Consigna:
Indica si cada afirmación concuerda con el texto sobre la tragedia implícita. Responde sí o no y cita literalmente las palabras del texto que lo deciden.
(a) Quien escribe afirma que su terror es tener hijos.
(b) Según el texto, nuestros cuerpos son maquinarias.
(c) La sensación de verse a distancia le ha ocurrido una sola vez.

La linea que separa a un valiente de un cobarde está trazada con cinismo.

octubre 26, 2007

La tragedia implícita.

Mientras más lo pienso, más me doy cuenta. Mientras más trato de asirlo entre las palmas de mis manos, más se desvanece, como una vil mariposa de humo, como una mosca negra en la visión de casi todos. Como la realidad, que parece estar ahí y luego no lo parece y se difumina, y se intercala suave o abruptamente con la materia que compone el absurdo.

Vivimos una fantasía multicolor y una realidad biotecnológica como ninguna otra. Nuestros cuerpos son maquinarias, sin lugar a dudas, pero lo son a un nivel de perfección (e imperfección y fragilidad, de repente) como ninguna otra que hayamos logrado replicar hasta el momento. Y es que hay días que me levanto considerando cómo es que la biología humana parece estar tan fríamente calculada. Cómo es que esta maquinaria de órganos, fluidos e impulsos eléctricos es capaz de encontrar significados y recrearse a sí misma en ficciones tan deliciosas como trágico resulta el siempre predecible final de todo lo que vive: la muerte. Cómo es que podemos hacer poesía, sentir poesía, amar a otros, poseer y ser poseídos por el deseo más cárnico que una rebanadora, y al mismo tiempo terminar todos muertos y reciclados en los panteones de una historia que casi nadie cuenta. Cómo es que yo soy yo. Y eso es lo que me ha pasado en las últimas semanas. Esa sensación en la que, estando solo, de pronto me percibo a miles de niveles de distancia. Ese yo que mastica un taco, que besa a una mujer, que llora por la muerte o por la incertidumbre, sencillamente no soy yo del todo. Es un blackout terrorífico pero que se ha dejado suceder varias veces en los últimos meses de mi vida. ¿Estoy aquí de verdad? ¿Soy yo el que mira, el que dice esto, el que transita de la papelería hasta la oficina que malgasta mis horas?

Esta noche hablábamos de la educación y sus deficiencias utópicas. De cómo resulta fallido el argumento de enviar a un niño a cualquier "escuela", léase: lugar con el carnet que sustenta la capacidad de proveer "educación" que no es otra cosa que un extracto del amasijo de convenciones sociales que cada país cree que es. Y por milésima vez en mi vida, repetí mi terror con respecto a eso, y que no es "tener hijos", pues he conocido mujeres con las que podría replicar la especie sin mayor problema. Es el hecho de sentirme completamente inseguro e incapaz de llevarlos por la misma vía, o por cualquier otra mejor, de aquella por la que fuimos llevados casi todos los que aquí, en el siglo XXI, concurrimos irremediablemente: La escuela. ¿Cuál escuela? ¿En qué lugar cabrían mis hijos, si todo lo que soy se contrapone a la convención social que las escuelas posmodernas tratan de inyectar en sus alumnos? ¿Cómo podría dejarlos en manos de los perros, los verdaderos perros, y dejar que los volviesen temerosos de sí mismos, de los otros, del olvido, del fracaso y de todos los fantasmas que la vida occidental se ha dedicado a erigir en nuestro nombre?

Datos proporcionados:
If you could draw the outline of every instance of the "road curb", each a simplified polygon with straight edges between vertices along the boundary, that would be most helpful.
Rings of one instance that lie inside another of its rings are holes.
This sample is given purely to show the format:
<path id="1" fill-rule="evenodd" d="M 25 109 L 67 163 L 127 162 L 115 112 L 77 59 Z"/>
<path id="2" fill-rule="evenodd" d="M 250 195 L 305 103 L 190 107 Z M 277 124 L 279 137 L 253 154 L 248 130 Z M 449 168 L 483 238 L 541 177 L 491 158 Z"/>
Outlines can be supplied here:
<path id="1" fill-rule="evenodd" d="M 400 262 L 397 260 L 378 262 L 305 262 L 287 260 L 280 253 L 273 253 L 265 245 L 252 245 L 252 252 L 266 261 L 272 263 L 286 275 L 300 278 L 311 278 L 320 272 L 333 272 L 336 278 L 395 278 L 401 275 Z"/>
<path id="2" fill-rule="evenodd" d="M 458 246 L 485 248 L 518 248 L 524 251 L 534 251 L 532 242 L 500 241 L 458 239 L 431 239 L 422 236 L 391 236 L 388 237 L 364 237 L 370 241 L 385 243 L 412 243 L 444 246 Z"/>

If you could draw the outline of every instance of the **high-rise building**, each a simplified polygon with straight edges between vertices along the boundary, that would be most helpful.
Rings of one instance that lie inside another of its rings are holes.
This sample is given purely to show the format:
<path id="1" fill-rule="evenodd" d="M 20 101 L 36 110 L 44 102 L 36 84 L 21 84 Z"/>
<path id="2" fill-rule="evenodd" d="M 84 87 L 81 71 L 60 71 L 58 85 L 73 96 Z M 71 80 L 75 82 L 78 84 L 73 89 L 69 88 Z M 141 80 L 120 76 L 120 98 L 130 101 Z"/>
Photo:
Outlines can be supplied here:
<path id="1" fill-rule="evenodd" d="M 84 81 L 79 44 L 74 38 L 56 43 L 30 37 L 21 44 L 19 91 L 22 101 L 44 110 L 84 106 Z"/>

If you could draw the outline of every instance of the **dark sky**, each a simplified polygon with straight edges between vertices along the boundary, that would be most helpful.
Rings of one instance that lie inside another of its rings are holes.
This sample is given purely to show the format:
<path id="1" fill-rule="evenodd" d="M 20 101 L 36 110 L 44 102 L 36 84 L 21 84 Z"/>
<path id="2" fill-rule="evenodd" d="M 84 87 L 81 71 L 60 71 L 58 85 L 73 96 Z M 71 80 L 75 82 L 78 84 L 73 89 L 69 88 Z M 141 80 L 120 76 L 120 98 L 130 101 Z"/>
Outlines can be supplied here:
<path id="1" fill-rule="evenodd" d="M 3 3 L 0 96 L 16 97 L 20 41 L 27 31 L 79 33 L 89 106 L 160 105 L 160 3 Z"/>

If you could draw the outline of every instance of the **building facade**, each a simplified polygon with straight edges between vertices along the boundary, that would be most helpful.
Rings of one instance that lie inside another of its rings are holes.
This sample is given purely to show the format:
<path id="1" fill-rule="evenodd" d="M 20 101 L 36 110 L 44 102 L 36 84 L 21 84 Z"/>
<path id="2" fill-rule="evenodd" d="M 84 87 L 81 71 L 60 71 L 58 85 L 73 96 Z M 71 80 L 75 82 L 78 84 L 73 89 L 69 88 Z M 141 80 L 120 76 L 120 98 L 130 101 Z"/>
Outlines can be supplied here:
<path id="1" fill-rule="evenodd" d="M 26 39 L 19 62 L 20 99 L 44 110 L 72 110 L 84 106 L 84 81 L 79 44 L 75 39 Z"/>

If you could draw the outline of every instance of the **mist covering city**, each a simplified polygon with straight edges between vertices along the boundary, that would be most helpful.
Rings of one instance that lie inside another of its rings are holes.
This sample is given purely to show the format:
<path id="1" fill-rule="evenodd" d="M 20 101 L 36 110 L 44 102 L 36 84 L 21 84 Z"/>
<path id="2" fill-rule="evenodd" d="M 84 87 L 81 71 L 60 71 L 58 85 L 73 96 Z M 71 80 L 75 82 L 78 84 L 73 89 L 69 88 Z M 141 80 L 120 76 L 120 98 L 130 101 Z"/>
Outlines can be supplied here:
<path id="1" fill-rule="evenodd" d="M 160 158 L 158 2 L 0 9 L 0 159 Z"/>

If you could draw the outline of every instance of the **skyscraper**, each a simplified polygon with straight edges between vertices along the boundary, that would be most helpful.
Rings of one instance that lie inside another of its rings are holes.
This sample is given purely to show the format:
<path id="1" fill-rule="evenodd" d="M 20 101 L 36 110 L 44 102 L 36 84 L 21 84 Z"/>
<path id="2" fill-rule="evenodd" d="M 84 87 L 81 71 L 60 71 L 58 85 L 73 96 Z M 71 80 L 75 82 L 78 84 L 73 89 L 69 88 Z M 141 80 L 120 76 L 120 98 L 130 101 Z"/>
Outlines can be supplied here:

Ejercicio resuelto:
(a) No: «repetí mi terror con respecto a eso, y que no es "tener hijos"».
(b) Sí: «Nuestros cuerpos son maquinarias, sin lugar a dudas».
(c) No: «se ha dejado suceder varias veces en los últimos meses de mi vida».